## Task brief
Find the line containing "of the exhaust". Reproduce it and every line after it up to the end of the records, exactly as written.

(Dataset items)

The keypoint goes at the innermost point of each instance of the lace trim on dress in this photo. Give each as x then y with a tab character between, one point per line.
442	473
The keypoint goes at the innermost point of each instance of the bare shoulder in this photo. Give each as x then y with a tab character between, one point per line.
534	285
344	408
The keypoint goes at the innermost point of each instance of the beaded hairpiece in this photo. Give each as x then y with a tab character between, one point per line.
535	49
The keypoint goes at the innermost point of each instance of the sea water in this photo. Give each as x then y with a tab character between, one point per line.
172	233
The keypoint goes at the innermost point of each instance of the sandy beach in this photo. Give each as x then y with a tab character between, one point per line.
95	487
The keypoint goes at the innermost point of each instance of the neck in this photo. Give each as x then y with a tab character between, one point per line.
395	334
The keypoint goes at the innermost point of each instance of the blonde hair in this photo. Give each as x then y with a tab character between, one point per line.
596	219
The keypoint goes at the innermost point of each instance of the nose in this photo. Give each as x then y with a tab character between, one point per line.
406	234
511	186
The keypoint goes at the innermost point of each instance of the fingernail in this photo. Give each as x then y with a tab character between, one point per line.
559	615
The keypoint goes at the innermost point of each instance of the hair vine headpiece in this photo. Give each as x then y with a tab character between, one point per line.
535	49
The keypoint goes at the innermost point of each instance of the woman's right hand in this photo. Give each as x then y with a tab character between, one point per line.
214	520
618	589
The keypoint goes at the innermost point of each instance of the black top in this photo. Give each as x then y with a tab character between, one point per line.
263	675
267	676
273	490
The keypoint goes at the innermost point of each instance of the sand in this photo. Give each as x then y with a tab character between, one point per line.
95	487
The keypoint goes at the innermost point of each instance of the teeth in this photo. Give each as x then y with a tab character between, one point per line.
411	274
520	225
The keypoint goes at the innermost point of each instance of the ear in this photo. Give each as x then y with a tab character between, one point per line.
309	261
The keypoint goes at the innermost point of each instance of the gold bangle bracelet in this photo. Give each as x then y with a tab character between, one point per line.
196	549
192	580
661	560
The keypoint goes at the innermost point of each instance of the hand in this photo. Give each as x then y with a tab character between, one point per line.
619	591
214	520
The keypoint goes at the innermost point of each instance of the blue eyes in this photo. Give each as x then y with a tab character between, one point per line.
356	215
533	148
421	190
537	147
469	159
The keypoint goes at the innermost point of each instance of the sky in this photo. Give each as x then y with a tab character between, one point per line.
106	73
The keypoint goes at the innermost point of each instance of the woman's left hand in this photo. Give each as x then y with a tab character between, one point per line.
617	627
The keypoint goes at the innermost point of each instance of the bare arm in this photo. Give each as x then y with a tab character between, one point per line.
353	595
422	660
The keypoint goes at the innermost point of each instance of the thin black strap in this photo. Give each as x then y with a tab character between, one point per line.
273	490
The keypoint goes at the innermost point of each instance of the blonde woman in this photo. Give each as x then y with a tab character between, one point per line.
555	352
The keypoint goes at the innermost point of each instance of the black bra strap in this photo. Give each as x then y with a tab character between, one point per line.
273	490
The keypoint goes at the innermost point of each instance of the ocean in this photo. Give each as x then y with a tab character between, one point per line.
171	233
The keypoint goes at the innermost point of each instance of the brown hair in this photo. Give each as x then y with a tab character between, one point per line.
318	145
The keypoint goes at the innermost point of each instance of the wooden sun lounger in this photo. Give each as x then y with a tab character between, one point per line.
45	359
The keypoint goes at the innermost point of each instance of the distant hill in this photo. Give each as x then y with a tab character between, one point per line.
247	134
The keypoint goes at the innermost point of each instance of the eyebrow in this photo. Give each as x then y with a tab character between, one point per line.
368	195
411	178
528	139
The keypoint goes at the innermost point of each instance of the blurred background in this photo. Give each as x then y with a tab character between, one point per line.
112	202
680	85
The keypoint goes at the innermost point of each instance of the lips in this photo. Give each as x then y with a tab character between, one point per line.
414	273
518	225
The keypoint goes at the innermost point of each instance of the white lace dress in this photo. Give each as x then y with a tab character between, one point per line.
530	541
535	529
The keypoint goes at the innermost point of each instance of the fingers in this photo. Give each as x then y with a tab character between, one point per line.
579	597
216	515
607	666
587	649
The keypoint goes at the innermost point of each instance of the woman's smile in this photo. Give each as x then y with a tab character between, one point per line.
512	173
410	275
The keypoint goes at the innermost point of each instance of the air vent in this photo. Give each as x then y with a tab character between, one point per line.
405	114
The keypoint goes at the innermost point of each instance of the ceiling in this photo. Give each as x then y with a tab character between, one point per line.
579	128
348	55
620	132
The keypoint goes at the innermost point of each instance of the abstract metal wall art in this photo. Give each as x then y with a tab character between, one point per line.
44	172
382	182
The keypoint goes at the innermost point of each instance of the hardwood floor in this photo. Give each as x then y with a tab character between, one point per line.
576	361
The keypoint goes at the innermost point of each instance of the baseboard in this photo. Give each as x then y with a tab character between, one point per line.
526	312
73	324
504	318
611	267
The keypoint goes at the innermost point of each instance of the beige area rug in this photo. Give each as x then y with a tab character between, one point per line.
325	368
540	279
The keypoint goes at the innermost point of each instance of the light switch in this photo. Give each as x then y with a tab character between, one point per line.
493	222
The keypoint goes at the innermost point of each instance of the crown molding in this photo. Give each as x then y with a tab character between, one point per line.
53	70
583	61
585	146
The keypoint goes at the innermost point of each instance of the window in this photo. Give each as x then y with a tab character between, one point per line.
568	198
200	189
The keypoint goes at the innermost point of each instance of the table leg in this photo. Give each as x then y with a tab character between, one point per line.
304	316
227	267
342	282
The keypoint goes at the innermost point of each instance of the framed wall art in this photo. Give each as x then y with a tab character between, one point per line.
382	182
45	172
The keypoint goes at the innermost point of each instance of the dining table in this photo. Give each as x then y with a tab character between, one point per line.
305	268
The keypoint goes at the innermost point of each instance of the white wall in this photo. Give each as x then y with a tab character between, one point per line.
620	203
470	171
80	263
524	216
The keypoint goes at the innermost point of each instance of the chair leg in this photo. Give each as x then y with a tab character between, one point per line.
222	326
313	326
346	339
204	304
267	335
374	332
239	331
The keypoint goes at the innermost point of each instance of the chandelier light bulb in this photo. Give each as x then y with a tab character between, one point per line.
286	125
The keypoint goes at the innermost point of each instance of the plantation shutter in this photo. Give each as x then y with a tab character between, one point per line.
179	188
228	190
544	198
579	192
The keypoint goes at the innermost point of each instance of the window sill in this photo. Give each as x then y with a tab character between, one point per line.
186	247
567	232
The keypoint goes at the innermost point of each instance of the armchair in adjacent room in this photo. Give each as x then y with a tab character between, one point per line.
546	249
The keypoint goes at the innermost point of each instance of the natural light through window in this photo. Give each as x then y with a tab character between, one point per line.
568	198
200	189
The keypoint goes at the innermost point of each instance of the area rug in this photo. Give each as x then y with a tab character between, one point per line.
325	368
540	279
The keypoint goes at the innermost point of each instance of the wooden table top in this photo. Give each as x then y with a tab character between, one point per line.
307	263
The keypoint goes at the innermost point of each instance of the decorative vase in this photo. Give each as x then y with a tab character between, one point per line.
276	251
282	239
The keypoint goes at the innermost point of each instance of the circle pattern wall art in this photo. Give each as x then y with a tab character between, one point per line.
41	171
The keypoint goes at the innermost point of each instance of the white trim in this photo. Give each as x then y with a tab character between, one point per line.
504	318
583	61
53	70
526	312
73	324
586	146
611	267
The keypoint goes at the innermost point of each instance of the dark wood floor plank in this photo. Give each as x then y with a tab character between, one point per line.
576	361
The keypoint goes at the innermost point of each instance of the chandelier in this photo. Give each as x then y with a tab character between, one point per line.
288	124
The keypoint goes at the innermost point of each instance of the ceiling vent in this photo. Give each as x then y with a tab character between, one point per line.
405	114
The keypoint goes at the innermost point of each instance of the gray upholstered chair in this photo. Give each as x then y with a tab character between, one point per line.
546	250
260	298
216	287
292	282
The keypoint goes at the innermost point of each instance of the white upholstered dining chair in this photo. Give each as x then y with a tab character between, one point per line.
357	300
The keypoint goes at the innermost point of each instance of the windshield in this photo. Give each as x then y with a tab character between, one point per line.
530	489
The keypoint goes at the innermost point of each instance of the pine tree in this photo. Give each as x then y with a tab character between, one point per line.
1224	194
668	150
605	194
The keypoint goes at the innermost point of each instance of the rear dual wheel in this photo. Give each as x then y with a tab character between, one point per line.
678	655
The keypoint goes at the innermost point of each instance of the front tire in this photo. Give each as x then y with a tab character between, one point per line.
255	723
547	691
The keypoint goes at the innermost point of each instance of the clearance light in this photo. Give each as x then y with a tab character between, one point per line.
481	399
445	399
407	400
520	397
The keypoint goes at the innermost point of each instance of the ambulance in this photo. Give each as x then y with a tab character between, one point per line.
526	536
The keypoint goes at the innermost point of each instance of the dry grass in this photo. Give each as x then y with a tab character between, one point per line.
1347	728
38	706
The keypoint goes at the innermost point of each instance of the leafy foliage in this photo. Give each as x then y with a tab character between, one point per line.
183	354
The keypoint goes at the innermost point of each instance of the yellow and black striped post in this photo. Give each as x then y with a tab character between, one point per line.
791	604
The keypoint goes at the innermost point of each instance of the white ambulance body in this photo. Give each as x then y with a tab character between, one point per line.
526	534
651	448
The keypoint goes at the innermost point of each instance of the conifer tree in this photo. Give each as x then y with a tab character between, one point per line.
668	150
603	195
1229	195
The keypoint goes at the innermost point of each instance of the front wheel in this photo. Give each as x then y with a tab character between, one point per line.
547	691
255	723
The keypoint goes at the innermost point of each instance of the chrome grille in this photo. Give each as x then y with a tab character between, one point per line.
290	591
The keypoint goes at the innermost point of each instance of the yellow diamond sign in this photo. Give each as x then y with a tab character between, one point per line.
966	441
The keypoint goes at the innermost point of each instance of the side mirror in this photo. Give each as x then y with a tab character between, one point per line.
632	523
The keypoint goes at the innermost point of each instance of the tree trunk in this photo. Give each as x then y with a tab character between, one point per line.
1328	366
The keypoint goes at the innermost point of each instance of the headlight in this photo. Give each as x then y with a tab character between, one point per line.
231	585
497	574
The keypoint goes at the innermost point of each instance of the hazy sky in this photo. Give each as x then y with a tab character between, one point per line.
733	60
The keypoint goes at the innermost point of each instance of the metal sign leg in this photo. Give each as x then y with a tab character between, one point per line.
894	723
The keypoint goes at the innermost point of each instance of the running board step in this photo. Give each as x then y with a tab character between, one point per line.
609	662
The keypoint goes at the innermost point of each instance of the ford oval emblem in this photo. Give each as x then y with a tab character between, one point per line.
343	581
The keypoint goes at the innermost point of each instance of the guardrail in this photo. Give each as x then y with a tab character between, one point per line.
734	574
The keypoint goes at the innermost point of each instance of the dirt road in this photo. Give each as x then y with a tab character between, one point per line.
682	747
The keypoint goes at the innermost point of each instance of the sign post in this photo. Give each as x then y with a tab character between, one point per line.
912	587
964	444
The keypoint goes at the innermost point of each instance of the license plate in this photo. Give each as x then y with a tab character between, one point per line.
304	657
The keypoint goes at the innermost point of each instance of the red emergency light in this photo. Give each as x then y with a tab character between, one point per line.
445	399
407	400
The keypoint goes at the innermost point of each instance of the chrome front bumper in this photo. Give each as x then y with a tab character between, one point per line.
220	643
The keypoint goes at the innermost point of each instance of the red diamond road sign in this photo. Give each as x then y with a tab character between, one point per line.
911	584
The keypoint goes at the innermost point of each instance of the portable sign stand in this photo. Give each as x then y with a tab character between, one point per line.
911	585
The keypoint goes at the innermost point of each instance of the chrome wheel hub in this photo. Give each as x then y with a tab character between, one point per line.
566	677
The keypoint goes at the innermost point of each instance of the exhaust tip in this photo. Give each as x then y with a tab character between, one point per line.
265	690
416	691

## Answer for the task
The keypoint goes at the innermost point of each instance of the exhaust tip in this photo. Give each as x then y with a tab character between, one point per line.
265	690
416	691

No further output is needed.